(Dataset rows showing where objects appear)
● ● ● ● ●

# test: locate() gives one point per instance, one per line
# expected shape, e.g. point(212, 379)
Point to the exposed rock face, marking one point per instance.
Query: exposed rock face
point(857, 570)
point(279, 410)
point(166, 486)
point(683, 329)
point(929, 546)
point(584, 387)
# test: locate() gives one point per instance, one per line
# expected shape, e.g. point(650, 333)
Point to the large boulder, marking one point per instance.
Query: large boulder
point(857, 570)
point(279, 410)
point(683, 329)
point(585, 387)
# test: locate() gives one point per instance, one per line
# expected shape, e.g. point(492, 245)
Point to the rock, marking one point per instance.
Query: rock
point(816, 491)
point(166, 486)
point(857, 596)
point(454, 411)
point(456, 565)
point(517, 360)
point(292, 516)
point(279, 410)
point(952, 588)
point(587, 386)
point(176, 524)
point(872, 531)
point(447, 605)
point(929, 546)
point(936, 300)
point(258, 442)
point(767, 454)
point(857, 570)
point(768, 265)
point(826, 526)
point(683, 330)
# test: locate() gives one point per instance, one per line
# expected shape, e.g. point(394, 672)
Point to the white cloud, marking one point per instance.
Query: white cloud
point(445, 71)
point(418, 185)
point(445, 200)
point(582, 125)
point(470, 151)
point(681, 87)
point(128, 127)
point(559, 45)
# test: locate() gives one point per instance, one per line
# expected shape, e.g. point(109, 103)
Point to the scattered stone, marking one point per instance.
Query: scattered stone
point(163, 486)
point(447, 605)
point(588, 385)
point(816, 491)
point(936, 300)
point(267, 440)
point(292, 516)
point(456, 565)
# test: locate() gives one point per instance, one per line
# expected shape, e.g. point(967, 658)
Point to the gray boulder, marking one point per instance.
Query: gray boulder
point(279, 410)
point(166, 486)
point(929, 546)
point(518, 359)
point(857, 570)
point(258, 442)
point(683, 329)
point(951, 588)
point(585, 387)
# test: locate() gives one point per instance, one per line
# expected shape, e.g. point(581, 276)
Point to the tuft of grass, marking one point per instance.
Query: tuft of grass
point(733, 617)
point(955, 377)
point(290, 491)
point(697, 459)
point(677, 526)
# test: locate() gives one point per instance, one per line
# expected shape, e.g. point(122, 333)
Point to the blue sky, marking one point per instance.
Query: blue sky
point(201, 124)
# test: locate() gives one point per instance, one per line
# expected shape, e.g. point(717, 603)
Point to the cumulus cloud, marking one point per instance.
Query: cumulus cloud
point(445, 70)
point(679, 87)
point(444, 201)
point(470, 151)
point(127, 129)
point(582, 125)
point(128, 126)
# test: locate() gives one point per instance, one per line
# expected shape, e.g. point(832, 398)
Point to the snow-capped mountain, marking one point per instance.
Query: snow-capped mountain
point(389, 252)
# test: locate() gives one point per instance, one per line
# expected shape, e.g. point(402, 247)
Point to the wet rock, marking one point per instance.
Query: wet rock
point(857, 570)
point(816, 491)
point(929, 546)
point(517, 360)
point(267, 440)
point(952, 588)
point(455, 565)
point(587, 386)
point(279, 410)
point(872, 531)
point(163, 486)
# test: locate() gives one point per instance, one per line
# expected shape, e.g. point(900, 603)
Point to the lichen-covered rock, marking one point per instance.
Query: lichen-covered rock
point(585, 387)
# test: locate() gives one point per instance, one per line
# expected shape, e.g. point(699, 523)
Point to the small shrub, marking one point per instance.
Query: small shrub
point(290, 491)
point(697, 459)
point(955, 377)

● ● ● ● ●

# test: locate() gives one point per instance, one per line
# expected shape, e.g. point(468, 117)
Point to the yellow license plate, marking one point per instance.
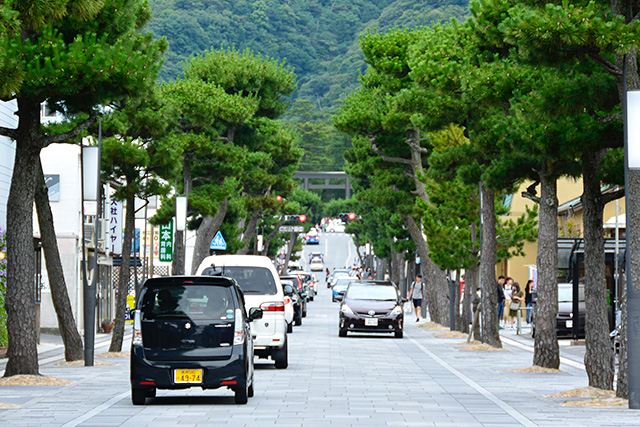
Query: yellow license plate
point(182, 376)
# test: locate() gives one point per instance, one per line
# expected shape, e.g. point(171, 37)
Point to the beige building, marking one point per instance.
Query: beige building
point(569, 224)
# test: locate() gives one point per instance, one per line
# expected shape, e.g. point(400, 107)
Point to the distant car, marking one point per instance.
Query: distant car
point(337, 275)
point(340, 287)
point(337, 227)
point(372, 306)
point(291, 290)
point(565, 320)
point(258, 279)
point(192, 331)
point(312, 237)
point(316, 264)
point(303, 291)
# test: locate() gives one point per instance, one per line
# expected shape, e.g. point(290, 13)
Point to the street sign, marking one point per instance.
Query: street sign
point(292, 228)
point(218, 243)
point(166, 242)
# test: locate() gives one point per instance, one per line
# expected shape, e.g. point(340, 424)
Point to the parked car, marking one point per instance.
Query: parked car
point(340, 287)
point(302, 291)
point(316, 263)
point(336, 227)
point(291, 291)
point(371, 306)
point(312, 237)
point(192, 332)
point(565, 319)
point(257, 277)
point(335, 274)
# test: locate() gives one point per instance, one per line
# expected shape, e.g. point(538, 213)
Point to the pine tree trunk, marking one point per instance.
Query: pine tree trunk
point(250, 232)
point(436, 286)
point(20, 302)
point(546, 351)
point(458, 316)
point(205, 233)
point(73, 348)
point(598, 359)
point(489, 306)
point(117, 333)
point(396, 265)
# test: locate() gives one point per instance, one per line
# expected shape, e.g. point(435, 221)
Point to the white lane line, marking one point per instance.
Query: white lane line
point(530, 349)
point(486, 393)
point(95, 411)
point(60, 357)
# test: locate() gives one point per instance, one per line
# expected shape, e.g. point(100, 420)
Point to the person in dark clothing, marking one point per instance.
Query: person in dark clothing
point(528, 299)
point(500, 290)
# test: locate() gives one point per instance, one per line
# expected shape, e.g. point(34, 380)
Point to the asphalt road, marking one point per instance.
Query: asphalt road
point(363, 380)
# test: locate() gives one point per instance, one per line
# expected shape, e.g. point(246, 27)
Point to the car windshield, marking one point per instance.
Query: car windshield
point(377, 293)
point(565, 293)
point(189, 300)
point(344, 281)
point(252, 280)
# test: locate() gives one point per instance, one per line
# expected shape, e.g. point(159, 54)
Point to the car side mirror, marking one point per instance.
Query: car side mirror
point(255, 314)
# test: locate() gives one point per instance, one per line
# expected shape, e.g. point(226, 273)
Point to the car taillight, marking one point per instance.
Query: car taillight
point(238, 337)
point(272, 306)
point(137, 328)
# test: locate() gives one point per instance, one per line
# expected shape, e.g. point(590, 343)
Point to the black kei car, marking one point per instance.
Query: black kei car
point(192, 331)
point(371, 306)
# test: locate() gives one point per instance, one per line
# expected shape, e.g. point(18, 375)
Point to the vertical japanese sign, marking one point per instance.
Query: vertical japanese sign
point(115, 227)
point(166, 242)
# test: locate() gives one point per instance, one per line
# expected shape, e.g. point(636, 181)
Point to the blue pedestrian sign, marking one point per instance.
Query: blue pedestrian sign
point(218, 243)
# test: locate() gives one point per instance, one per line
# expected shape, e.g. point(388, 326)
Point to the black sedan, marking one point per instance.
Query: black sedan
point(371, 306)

● ● ● ● ●

DIRECTIONS FOR THIS TASK —
Pull out every line of the listing above that contains the word "asphalt".

TASK ANSWER —
Point to the asphalt road, marking one point per instance.
Query: asphalt road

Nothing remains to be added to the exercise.